SUPPLIED INFORMATION:
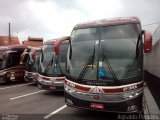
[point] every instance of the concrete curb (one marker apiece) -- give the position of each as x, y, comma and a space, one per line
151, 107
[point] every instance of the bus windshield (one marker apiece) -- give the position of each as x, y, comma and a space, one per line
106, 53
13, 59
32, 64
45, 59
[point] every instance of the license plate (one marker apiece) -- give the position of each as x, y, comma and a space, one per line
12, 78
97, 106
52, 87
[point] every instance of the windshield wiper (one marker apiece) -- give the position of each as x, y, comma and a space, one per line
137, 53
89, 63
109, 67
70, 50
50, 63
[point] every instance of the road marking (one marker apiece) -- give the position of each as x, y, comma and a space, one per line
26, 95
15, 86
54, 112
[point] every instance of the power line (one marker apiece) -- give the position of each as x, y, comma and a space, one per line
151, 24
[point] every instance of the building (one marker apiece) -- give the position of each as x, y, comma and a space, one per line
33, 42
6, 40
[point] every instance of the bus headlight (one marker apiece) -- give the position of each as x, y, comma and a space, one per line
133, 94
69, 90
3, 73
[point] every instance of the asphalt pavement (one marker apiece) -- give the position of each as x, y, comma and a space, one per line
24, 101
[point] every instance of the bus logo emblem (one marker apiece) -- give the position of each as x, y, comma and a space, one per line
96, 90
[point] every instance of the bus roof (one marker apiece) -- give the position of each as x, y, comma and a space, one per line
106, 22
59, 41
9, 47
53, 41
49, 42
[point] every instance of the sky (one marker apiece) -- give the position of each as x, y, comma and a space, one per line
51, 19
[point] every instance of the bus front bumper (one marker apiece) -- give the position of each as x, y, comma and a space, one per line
--
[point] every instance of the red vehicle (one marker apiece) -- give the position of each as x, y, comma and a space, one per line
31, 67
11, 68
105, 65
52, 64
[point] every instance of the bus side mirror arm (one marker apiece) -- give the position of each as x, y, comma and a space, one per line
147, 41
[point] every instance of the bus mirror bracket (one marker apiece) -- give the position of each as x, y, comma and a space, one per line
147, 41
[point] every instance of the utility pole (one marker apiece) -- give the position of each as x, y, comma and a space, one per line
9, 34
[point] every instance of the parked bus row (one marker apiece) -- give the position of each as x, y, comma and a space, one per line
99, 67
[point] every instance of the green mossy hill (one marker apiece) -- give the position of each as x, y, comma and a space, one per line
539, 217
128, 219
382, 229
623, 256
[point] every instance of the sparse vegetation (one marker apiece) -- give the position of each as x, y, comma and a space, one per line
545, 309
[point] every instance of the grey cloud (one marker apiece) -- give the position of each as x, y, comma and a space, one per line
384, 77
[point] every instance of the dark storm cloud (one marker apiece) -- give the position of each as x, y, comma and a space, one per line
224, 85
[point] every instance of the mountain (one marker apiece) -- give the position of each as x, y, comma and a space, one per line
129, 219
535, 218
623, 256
--
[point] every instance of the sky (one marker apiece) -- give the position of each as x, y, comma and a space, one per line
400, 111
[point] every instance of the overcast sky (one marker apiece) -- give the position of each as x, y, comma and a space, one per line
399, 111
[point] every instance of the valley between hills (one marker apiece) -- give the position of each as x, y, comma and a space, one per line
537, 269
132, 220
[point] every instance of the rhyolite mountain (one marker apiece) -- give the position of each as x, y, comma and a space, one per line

TASK STATEMENT: Retype exactly the lines of the data above that fall between the line with "[point] every instance of the valley" and the line with "[point] every instance of the rhyolite", inclusive, and add nothing.

EXPECTED ANSWER:
[point] every instance of the valley between hills (one marker apiece) -- give the position of each as x, y, comma and a space, one per line
537, 269
132, 220
[point] every instance of the rhyolite mountain (one marker apiece) -- give the position of each as x, y, comma and a space, one per line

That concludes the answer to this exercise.